— START OF Record excerpts —

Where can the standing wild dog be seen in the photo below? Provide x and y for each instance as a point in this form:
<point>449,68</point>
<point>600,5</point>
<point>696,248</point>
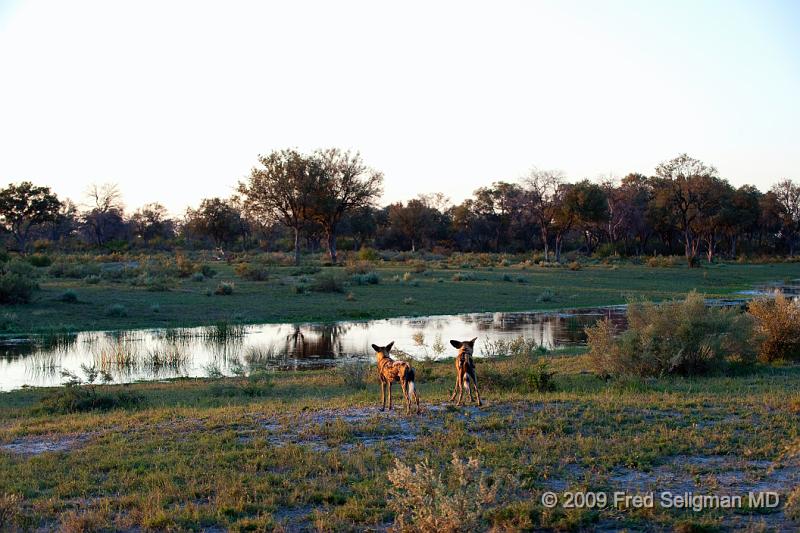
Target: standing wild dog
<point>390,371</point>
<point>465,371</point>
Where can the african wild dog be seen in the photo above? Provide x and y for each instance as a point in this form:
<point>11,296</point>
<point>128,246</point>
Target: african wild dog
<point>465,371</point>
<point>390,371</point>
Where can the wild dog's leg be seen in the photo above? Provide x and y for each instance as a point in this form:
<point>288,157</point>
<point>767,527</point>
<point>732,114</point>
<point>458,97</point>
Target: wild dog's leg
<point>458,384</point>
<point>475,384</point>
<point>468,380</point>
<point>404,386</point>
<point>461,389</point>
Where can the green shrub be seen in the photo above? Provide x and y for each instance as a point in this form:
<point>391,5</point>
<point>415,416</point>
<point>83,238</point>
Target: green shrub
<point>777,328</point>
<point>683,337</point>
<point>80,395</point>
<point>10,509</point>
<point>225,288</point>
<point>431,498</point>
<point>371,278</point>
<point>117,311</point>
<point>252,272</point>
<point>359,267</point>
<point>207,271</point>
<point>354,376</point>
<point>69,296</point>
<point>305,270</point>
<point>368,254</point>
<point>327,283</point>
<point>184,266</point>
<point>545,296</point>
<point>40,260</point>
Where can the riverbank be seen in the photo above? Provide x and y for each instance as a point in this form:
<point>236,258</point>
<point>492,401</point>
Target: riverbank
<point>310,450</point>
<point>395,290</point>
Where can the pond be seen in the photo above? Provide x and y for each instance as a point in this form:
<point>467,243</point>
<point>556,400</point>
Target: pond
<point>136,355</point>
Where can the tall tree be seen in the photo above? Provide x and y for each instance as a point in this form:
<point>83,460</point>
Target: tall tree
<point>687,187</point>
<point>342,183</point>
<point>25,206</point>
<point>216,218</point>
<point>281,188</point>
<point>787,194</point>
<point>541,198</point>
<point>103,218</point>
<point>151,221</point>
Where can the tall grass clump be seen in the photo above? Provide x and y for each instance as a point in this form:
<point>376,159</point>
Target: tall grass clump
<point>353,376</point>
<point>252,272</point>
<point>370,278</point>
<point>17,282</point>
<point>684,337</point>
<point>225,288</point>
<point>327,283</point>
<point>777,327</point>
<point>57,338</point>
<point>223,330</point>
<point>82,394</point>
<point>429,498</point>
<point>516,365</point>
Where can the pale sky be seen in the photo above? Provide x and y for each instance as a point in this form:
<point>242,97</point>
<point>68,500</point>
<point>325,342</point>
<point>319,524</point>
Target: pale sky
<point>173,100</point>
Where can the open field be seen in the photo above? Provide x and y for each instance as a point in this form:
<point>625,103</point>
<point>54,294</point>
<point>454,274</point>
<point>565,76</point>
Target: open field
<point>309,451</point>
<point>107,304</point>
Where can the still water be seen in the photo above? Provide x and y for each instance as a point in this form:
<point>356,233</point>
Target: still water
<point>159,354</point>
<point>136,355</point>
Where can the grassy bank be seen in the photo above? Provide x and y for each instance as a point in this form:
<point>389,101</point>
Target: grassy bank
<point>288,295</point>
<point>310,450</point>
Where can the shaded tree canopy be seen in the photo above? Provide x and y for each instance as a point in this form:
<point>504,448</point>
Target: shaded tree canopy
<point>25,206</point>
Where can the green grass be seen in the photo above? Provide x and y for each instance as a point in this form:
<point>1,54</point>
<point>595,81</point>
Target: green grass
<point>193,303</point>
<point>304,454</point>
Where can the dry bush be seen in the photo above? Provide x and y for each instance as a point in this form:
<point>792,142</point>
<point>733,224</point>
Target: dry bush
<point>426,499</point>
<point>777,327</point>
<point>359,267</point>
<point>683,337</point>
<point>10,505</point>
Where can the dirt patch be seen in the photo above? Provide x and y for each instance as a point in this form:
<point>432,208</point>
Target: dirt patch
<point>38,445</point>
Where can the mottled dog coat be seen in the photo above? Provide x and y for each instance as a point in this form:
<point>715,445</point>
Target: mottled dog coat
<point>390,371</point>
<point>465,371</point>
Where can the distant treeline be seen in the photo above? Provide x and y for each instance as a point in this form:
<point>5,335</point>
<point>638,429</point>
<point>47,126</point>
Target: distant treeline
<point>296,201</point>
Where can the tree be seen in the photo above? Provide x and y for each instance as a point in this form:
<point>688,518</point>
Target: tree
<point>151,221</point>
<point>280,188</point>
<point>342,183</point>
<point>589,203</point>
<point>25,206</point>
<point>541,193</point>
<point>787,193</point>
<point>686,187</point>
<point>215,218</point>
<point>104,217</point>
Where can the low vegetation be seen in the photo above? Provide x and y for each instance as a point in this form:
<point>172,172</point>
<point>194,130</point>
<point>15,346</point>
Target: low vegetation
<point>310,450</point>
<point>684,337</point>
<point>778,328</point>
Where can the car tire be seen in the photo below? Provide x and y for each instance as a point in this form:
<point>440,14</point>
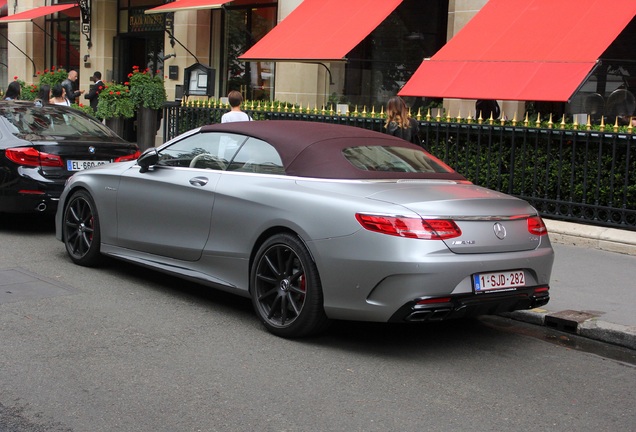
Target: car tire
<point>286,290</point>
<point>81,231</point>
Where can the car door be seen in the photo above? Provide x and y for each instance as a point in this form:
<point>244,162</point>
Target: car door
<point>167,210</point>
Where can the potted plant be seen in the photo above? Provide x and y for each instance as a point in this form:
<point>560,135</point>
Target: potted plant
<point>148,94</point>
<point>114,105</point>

— END OF Record excerpts —
— START OF Record excerpts —

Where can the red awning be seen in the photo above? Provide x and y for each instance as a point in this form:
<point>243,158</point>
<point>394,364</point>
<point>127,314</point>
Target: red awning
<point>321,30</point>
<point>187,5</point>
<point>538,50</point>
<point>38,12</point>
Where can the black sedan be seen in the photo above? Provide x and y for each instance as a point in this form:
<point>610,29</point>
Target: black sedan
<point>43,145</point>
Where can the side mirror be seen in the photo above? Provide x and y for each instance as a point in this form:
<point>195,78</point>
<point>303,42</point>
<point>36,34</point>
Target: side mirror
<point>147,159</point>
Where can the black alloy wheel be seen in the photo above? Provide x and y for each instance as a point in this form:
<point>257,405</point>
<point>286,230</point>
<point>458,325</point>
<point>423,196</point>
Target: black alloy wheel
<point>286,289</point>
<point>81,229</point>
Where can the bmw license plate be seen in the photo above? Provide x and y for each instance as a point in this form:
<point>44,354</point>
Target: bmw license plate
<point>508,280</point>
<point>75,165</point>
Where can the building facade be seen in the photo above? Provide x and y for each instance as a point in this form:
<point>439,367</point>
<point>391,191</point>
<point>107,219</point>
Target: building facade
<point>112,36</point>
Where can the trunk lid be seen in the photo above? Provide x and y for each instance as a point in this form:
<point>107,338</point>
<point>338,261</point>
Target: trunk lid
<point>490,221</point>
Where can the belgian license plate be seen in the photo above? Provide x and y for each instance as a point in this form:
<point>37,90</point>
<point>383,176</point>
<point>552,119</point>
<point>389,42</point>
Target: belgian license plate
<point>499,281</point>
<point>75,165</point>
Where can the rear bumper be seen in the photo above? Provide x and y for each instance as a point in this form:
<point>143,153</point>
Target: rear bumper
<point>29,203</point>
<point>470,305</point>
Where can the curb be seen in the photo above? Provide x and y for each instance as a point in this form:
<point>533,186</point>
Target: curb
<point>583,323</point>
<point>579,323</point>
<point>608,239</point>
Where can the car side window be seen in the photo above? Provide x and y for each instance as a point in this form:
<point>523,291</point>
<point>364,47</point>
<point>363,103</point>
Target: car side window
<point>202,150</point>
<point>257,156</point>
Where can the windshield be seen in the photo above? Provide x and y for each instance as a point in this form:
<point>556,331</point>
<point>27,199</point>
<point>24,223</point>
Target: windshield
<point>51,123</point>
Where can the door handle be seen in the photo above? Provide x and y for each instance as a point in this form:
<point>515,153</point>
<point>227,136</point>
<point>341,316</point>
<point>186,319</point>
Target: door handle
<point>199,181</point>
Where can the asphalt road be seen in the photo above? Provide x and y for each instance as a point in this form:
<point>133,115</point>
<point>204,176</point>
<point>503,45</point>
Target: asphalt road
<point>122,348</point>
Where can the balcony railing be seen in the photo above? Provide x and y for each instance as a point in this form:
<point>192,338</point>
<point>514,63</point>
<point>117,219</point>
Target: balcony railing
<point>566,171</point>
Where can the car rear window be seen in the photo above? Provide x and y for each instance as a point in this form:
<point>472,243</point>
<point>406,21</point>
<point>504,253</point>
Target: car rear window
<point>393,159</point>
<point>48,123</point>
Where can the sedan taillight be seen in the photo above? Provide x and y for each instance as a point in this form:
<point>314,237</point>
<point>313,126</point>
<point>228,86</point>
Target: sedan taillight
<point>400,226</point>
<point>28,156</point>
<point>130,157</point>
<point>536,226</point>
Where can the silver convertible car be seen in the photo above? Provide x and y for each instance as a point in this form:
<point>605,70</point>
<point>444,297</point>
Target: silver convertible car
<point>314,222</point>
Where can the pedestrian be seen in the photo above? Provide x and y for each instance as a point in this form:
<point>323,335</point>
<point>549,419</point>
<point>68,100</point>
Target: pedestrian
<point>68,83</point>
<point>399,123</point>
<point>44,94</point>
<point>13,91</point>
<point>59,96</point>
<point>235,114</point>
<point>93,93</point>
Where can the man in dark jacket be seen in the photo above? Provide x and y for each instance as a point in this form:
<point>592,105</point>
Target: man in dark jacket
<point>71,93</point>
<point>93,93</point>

— END OF Record excerpts —

**Exercise instructions**:
Extract every line of the records that contains the string "trunk". Matching is case-sensitive.

**Result of this task**:
Where can the trunk lid be seen in the photo above? Provide x and y for each instance as a point in this form:
Target: trunk lid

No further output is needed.